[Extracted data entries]
____________

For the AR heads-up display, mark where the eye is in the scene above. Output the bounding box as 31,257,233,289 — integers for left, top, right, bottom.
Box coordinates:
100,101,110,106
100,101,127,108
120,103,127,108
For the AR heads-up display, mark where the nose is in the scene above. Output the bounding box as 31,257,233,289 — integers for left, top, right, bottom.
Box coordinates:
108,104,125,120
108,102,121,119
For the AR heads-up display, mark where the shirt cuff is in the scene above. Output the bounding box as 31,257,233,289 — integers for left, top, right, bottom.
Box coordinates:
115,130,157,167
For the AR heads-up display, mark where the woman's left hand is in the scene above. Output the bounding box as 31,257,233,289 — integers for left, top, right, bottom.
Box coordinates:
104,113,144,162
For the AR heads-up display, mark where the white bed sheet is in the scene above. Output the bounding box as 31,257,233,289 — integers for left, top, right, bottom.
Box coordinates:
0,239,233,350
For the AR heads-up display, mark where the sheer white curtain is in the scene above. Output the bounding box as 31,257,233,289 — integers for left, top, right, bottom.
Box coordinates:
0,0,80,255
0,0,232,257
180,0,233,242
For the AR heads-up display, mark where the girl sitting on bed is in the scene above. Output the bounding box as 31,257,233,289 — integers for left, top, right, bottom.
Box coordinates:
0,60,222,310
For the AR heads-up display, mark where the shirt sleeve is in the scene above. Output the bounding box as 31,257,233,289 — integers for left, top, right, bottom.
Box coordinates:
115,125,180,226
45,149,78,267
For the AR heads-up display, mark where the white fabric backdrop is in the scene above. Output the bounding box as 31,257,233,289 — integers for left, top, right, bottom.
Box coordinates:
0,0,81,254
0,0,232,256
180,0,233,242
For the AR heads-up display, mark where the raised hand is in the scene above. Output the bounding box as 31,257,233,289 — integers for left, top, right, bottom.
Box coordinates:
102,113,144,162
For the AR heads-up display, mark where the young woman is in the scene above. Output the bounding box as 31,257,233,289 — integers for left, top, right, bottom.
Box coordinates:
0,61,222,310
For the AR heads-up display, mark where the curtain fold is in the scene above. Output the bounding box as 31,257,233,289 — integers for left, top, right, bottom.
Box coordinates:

____________

Exercise objective: The range begins at the line containing "For the AR heads-up display, mark where the sheer" and ends at the last line of the entries; reproduce it exactly.

Output of the exercise:
For the AR heads-up display, mark where the sheer white curtain is in the scene above. Output the bounding box as 31,257,233,289 — integers for left, top, right, bottom.
Box coordinates:
0,0,80,255
0,0,232,257
180,0,233,242
For the AR heads-up display, mark where the girl sitting on bed is in the scene above. Output the bounding box as 31,257,233,289 — integers for left, top, right, bottom.
Box coordinates:
0,60,222,310
For the AR heads-up display, mark where the shirt sleeve is in the scene above. Output the bounding box as 31,257,233,289 — integers for left, top, right, bottom.
Box coordinates:
115,125,180,226
45,149,78,267
For the AR heads-up display, mark where the white fabric backdrop is in the scene above. Output the bounding box as 31,257,233,289 — integers for left, top, right, bottom.
Box coordinates:
0,0,81,254
0,0,232,256
180,0,233,242
For the AR heads-up display, mark where the raised hand is in the scene above. Output the bounding box as 31,257,233,289 — integers for left, top, right, bottom.
Box coordinates:
102,113,144,162
For the AR heads-up display, mark where the young woman is in the scene above. Output the bounding box as 31,257,233,289 — integers for left, top, right, bottom.
Box coordinates:
0,61,222,310
For the AR heads-up display, mark where the curtain fold is in the scene above. Output the bounding box as 31,257,233,289 — integers for left, top, right, bottom.
Box coordinates:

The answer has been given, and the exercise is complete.